▶ _Dataset content_

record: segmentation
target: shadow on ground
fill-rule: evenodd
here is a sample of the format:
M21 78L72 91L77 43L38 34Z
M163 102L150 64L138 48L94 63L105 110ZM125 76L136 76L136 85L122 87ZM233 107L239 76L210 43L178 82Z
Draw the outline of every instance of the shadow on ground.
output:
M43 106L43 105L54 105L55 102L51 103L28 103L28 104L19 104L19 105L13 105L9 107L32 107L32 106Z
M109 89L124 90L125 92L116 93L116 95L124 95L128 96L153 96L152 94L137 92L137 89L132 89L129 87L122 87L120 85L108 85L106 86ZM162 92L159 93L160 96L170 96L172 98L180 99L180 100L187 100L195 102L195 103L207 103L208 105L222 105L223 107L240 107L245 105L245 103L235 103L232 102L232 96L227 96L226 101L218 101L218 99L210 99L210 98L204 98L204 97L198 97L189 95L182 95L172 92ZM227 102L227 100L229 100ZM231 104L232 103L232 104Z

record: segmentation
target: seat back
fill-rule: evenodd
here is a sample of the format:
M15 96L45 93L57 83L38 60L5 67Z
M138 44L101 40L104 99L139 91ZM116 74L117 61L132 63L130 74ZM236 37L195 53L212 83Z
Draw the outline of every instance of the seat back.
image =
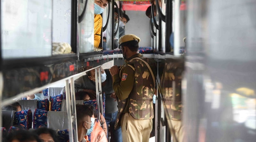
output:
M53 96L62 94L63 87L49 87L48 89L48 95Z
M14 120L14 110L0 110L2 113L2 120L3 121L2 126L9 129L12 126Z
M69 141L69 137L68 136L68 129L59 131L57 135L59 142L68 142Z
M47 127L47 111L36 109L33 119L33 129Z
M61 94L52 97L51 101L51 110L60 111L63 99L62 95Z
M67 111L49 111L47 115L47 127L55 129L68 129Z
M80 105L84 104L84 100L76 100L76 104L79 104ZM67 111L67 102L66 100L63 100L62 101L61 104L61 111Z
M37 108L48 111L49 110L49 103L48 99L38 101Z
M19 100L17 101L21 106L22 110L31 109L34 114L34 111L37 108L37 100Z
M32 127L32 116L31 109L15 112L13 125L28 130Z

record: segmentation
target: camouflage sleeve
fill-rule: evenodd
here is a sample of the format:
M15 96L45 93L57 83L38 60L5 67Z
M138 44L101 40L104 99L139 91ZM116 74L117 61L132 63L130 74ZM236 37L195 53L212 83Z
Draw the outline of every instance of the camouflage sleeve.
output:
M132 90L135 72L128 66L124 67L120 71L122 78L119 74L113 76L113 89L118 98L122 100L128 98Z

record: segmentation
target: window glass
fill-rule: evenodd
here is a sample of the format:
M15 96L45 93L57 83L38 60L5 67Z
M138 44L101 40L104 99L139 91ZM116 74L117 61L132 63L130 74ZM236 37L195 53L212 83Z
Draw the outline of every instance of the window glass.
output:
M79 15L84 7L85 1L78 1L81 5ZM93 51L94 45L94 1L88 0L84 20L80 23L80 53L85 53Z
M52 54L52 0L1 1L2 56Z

...

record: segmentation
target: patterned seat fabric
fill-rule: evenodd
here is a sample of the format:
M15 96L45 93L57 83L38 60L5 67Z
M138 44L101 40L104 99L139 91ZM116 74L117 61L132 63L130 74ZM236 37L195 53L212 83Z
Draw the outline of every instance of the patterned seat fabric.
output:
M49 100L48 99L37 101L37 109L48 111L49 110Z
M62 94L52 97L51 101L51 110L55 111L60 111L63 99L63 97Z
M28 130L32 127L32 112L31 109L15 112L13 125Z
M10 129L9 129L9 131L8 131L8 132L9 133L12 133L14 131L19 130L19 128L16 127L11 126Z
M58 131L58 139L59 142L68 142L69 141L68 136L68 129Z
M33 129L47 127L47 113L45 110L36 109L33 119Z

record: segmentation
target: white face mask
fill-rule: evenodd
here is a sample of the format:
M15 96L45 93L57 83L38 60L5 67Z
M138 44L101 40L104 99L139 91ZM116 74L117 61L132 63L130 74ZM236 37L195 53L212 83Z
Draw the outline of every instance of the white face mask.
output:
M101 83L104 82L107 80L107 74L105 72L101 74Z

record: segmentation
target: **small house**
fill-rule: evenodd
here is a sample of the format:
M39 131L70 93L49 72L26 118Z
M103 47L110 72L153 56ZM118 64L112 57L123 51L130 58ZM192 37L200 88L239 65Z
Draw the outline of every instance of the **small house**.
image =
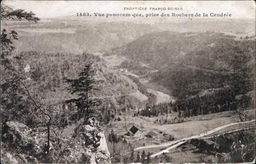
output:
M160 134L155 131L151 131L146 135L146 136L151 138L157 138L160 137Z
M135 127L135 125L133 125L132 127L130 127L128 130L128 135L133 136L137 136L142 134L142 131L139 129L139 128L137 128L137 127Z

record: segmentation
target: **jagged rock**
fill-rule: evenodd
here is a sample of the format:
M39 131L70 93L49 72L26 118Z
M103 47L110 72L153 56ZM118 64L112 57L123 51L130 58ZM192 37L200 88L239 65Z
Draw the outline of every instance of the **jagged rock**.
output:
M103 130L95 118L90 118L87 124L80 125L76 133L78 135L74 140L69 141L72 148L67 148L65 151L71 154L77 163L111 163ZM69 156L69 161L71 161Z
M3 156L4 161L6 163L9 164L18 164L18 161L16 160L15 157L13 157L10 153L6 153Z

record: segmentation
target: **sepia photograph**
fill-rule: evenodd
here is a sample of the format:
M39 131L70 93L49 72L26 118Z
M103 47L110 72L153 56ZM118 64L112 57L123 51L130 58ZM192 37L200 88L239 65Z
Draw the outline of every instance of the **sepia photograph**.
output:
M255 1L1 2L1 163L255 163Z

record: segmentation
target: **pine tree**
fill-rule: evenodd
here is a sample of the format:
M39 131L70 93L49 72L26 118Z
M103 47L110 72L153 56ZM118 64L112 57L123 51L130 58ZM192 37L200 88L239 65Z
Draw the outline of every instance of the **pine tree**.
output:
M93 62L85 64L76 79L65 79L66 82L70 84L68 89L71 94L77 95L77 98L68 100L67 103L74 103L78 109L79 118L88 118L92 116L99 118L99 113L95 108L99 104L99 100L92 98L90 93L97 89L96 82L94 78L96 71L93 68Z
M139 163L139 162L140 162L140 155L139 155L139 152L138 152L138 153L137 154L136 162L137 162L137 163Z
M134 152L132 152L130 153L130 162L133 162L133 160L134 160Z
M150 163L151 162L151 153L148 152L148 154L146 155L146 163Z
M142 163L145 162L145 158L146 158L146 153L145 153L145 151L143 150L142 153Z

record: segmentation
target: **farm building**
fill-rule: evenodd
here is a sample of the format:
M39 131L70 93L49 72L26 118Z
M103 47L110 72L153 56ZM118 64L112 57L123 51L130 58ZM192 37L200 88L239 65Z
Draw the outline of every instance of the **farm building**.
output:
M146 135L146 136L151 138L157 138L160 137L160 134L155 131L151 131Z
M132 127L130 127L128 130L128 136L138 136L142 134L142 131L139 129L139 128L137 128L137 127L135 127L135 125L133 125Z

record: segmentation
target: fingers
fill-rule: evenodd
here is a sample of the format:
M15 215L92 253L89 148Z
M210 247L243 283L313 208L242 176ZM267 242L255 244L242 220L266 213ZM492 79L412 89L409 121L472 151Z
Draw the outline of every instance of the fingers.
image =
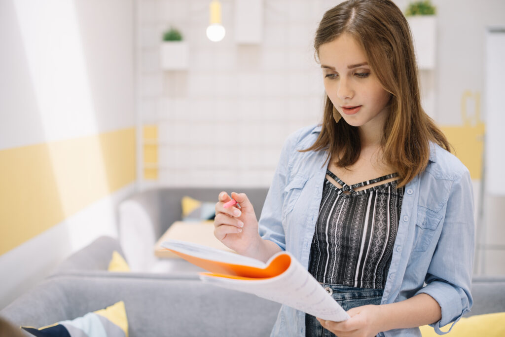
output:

---

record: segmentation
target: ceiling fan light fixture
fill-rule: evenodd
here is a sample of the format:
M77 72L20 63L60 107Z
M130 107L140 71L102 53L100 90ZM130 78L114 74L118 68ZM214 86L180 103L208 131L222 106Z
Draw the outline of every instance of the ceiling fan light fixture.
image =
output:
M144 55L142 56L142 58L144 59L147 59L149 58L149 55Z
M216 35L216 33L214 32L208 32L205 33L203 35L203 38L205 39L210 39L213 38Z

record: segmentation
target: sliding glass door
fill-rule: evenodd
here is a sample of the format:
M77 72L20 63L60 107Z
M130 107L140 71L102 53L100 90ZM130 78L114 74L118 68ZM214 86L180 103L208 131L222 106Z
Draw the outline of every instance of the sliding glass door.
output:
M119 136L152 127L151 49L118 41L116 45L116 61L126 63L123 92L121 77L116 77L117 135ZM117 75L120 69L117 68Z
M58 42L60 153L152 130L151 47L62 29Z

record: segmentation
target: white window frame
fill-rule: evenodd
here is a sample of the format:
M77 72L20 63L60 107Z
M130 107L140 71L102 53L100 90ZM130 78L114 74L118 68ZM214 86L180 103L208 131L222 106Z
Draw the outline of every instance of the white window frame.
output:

▶ _Brief_
Which rows above contain the word "photograph"? Copy out each of them in full.

▶ _Response below_
target: **sepia photograph**
Draw the outline of every instance of the **sepia photograph**.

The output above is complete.